• _PROBLEM TO SOLVE_
In the records below, copy word for word every line from the one containing "Where can the red" up to and including the one containing "column 196, row 167".

• _EXERCISE INPUTS_
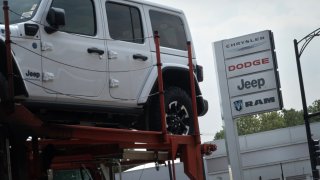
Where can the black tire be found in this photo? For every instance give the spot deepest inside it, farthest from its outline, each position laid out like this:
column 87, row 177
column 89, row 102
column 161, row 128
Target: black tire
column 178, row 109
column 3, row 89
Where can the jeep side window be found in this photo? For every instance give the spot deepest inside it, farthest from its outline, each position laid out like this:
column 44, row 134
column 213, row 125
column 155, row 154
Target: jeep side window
==
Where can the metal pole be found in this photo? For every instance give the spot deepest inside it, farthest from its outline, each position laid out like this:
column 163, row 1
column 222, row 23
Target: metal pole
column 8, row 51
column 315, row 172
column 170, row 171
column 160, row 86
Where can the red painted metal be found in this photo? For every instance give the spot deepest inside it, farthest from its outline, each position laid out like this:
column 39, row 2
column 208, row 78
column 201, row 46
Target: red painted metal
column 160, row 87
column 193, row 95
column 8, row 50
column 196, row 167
* * *
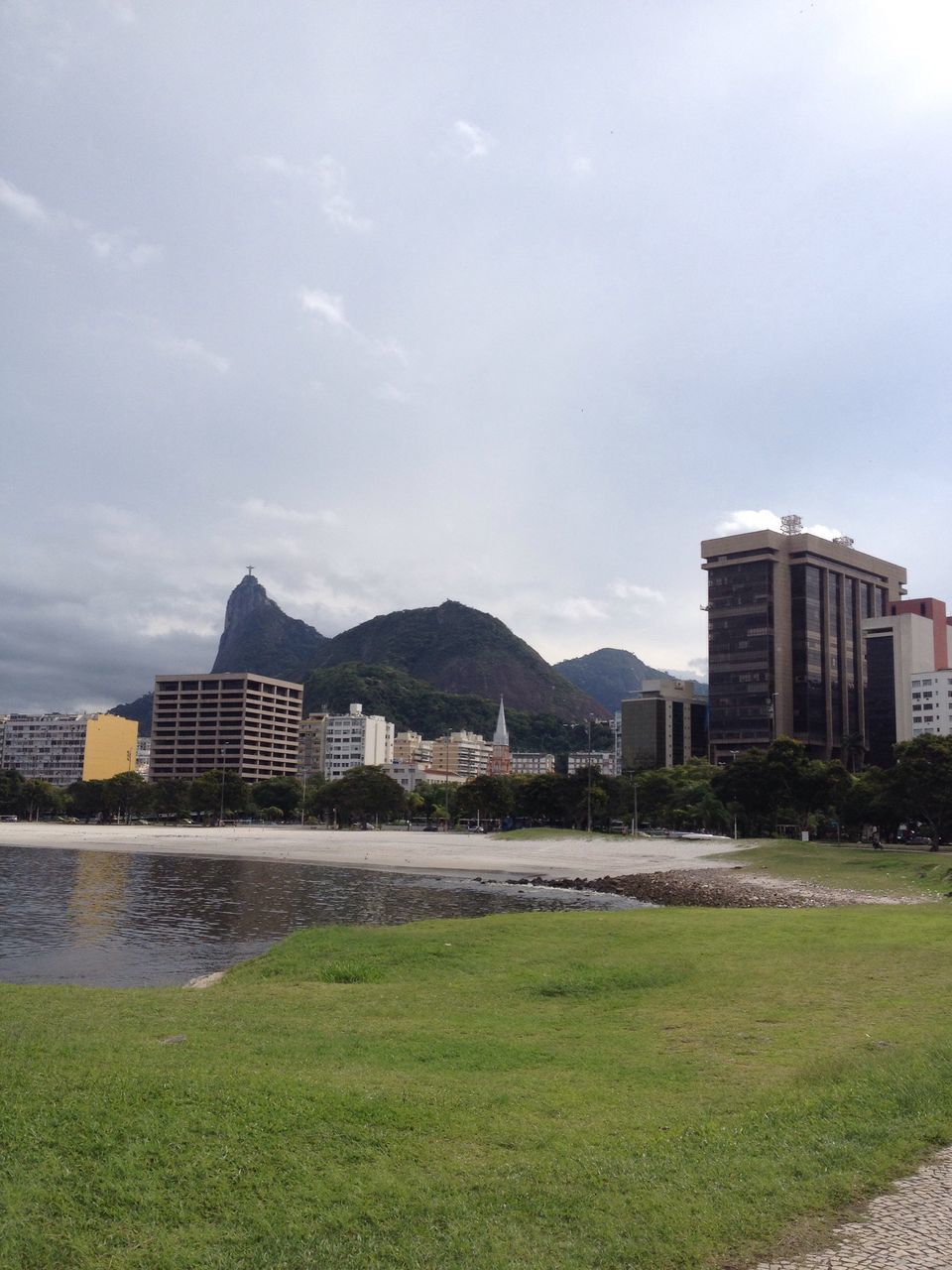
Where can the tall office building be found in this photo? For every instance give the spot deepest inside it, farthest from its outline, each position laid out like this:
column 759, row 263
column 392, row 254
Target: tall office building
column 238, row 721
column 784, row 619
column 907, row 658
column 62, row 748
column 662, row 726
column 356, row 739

• _WRITTEN RESPONSE_
Where can the red painted metal be found in this photo? For every instance give the spot deepest inside it, farthest from its outline, each position laid out like this:
column 39, row 2
column 208, row 78
column 201, row 46
Target: red painted metal
column 160, row 87
column 193, row 95
column 8, row 50
column 196, row 167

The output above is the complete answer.